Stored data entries

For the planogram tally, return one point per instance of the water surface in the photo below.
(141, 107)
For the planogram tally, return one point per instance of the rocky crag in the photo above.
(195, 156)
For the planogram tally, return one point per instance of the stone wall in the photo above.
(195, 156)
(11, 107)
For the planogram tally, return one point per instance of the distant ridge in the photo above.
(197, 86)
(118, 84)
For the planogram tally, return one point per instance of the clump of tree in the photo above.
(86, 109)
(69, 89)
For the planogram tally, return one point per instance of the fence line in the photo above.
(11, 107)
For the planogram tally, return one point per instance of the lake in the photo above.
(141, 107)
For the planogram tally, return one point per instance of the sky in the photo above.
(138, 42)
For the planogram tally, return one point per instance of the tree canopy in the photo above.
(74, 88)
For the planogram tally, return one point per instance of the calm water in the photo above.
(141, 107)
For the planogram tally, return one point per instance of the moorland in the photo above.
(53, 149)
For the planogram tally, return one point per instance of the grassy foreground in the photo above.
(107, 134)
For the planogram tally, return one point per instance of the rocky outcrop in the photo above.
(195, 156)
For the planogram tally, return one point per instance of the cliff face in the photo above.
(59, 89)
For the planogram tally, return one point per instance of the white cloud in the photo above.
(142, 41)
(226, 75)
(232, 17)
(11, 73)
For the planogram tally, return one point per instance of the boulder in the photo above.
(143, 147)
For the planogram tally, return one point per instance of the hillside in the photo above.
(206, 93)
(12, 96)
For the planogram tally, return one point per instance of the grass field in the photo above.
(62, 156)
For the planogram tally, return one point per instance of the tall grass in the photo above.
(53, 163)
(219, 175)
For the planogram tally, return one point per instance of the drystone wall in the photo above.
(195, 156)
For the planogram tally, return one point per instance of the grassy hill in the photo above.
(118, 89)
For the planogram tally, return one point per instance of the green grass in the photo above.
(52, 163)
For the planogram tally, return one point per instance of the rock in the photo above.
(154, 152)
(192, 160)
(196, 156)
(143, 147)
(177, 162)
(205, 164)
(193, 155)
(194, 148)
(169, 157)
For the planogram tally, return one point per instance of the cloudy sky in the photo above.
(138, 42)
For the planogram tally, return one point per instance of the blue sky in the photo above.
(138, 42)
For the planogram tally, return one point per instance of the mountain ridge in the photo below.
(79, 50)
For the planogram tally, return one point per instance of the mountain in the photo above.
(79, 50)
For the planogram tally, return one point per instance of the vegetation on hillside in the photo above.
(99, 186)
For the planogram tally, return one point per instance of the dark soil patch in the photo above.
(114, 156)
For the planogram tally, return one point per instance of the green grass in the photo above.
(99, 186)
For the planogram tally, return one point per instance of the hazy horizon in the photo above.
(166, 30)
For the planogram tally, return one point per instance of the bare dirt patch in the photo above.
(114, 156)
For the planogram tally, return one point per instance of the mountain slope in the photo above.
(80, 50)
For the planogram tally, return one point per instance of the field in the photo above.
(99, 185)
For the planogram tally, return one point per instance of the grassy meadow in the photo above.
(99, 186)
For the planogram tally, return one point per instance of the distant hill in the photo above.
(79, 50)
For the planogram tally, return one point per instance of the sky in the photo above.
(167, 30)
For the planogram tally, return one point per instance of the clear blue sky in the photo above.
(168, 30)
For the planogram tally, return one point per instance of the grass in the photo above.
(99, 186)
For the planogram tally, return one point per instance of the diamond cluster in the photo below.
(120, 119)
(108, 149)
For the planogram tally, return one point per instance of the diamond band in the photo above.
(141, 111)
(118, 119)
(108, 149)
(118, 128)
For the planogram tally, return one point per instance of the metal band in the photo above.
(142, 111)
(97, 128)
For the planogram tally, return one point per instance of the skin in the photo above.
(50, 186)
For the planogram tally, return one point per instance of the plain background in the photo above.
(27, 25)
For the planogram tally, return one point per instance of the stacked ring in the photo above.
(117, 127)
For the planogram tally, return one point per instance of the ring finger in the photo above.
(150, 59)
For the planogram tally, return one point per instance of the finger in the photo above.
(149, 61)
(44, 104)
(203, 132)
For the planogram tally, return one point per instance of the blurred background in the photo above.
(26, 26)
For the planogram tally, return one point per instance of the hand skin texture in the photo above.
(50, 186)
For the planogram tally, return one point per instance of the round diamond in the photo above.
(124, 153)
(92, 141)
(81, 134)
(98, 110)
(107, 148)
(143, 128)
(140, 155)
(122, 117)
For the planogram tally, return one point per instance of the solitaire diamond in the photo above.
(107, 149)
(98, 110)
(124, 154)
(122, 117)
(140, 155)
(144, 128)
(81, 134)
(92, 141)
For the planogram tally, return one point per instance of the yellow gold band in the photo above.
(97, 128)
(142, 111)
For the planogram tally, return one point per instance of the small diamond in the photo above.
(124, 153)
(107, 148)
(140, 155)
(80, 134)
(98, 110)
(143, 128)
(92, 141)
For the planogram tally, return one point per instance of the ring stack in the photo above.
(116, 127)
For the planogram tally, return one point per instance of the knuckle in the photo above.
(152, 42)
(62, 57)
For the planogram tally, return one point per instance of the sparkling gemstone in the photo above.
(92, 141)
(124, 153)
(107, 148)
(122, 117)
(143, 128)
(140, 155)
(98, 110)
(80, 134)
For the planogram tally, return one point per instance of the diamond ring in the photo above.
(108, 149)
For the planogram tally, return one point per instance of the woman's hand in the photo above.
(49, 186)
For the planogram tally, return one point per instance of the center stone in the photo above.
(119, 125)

* **EXERCISE BRIEF**: Starting with the line that contains "blurred background in the photo above.", write out each line through the end of the listing, exactly as it appears, and include nothing else.

* **ANSWER**:
For the planogram tally, return one point per instance of the blurred background in the photo above.
(26, 26)
For the planogram tally, return one point per instance of the hand skin texture in the photo above.
(50, 186)
For the planogram tally, return one point per instance of the round diamond in the photo above.
(124, 153)
(92, 141)
(81, 134)
(98, 110)
(107, 148)
(143, 128)
(140, 155)
(122, 117)
For the planogram tally, return one point per instance of the solitaire diamond in the photo above.
(107, 149)
(98, 110)
(124, 154)
(122, 117)
(140, 155)
(144, 128)
(81, 134)
(92, 141)
For the planogram tally, return one point per instance of the yellow gold band in the photo above.
(97, 128)
(142, 111)
For the planogram tally, return one point per instance of the small diamond in the photo above.
(124, 153)
(107, 148)
(140, 155)
(80, 134)
(98, 110)
(143, 128)
(92, 141)
For the planogram tally, return one point per instance of the ring stack in the photo above.
(116, 127)
For the planogram tally, return one point per instance of the knuckle in the photo above.
(152, 42)
(62, 57)
For the planogram tally, return one point per instance of the sparkling gemstone in the photo above.
(92, 141)
(124, 153)
(107, 148)
(122, 117)
(143, 128)
(140, 155)
(98, 110)
(80, 134)
For the planogram tally, return one point per instance of the diamond ring in the photo above.
(108, 149)
For the planogram tally, return one point per instance of the woman's hand in the photo above.
(49, 186)
For the planogram tally, return one point per instance of the center stone in the photo above.
(119, 125)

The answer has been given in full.